## AVAILABLE DATA
· · ·

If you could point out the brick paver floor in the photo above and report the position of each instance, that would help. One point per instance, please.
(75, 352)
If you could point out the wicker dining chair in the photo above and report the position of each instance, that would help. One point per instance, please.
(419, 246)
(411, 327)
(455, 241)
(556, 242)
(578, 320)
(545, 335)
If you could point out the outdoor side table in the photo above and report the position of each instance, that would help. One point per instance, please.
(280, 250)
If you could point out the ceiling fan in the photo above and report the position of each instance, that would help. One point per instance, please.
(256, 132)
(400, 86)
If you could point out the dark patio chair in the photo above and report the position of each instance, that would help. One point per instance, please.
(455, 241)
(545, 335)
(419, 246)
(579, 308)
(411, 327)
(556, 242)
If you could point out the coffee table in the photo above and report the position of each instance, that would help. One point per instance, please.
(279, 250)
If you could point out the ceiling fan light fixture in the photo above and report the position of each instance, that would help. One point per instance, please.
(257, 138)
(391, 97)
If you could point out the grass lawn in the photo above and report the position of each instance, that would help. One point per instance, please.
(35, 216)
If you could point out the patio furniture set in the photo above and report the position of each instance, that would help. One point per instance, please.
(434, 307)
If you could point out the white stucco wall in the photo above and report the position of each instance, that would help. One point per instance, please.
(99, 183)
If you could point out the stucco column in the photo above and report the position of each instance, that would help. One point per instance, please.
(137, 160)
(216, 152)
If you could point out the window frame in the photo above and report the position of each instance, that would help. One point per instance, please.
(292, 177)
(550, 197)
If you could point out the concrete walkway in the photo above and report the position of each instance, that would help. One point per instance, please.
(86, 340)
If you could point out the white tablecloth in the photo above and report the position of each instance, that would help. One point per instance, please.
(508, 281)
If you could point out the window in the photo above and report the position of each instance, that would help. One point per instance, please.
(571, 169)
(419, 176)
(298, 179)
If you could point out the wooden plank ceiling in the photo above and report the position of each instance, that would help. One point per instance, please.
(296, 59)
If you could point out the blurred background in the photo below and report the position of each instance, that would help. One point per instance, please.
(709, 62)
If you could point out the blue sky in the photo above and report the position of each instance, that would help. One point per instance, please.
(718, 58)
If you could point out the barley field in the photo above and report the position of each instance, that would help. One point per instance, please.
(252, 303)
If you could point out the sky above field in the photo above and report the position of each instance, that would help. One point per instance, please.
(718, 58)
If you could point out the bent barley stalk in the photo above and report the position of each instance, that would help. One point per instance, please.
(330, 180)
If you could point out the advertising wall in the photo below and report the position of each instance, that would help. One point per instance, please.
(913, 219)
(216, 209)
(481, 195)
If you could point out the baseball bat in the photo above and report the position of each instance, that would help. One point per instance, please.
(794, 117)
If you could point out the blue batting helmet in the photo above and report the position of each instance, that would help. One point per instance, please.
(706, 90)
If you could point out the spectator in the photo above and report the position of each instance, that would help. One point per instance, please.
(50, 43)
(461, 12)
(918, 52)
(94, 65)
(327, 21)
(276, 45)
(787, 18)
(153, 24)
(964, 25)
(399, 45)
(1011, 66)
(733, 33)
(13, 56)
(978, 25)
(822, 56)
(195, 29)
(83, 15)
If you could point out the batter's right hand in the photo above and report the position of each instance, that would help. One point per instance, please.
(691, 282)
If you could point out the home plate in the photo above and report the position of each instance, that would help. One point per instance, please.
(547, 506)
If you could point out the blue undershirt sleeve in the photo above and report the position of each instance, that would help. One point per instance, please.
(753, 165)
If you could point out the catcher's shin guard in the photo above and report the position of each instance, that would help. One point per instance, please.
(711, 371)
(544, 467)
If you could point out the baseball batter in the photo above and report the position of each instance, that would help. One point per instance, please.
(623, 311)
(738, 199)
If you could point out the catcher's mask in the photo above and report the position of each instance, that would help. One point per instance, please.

· · ·

## TO BE DONE
Can you give every line above again, exactly as written?

## RESPONSE TO THIS EXERCISE
If you could point out the brick paver floor in the photo above and report the position of each instance, that would help. One point per instance, please.
(75, 352)
If you could point out the wicker dining chair in the photo above and report the position of each instance, that would help. One point per instance, please.
(419, 246)
(411, 327)
(455, 241)
(556, 242)
(578, 320)
(545, 335)
If you could point out the outdoor side table in the photo above and report the position of each instance, that would help. One point per instance, please.
(280, 250)
If you could point out the ceiling fan in the photo above and report the position of each instance, that would help. One point per instance, please.
(256, 132)
(400, 86)
If you could point out the dark patio chair in the photo above and report the position of each instance, that would help. One point per instance, please.
(455, 241)
(545, 335)
(419, 246)
(579, 308)
(411, 327)
(556, 242)
If you could point out the coffee table in the photo above and report the position of each instance, that would help. One point per instance, please.
(279, 250)
If you could point out the ceiling fan light fixture in the photo above and report the position of each instance, that would help. One point per instance, please.
(257, 138)
(391, 97)
If you could point out the grass lawn in the photo above and report the position of each instance, that would help. One point per instance, please.
(35, 216)
If you could point out the patio furniture set in the photo above and report the position of each instance, that would help. One point per instance, please.
(434, 307)
If you could point out the white stucco wall in the photo above and report the position of each instance, that would help. One point per instance, please.
(99, 183)
If you could point out the stucco column in the photo above and report the position of each instance, that would help. One point per instance, please.
(137, 160)
(216, 152)
If you could point out the window frame in the photo above and report the position of each instance, that would help. One point per instance, please.
(292, 177)
(550, 197)
If you could point out the concrete walkway in the photo above and report the position of each instance, that would help. One point per instance, please.
(86, 340)
If you could point out the white tablecloth in the photo above and report the position of each instance, that would help. One point per instance, please.
(508, 281)
If you could point out the window in the photo above and report the position of each instance, that would help. One point per instance, please.
(571, 169)
(419, 176)
(298, 179)
If you could point out the wooden plank ceiling in the photo above and report the position of each instance, that would help. One point per instance, please.
(296, 59)
If you could point out the blurred background in the photo below and report the position of each instance, that would help. One point per instance, please.
(709, 62)
If you could point out the blue sky in the photo above and report the position of each instance, that would help. One point per instance, please.
(718, 58)
If you could point out the barley field in the photo above and report the position of each instance, that would help. One point per instance, please.
(252, 303)
If you could point out the sky above field in the photo above and report the position of each instance, that would help. One point per instance, please.
(718, 58)
If you could point out the bent barley stalk in the photo above and report the position of each instance, that would help. One point per instance, please.
(330, 180)
If you could point out the advertising wall in the photo below and report the position of each instance, that would help. One point per instance, please.
(913, 219)
(216, 209)
(481, 195)
If you could point out the baseball bat in the photo above and report the position of each instance, that would help. One point per instance, please.
(794, 117)
If you could point out the blue batting helmet in the photo above and report the position of each instance, that would help. One point per instance, please.
(706, 90)
If you could point out the spectator in the photo above and report the position of each instance, that would help. One point per instance, please.
(50, 43)
(461, 12)
(918, 52)
(94, 65)
(327, 21)
(276, 45)
(787, 18)
(153, 24)
(964, 25)
(399, 45)
(1011, 66)
(733, 33)
(13, 56)
(978, 25)
(822, 56)
(195, 29)
(83, 15)
If you could point out the batter's right hand in the photo above and report the position of each instance, that would help. One point per instance, please.
(691, 282)
If you could point out the home plate in the photo above and report the position of each instance, that would help. One point per instance, please.
(547, 506)
If you could point out the blue undershirt sleeve in the photo above and report the position of each instance, that would help. One point per instance, please.
(753, 165)
If you could point out the catcher's shin guard in the photo above and report the position of each instance, that would help. One point per instance, please.
(711, 371)
(544, 467)
If you could point out the baseball batter in the photo above and report the position of each instance, that would help. One point per instance, please.
(623, 311)
(738, 199)
If you could point out the catcher's mask in the photo above and report the position of each instance, that would help. One point per instance, please.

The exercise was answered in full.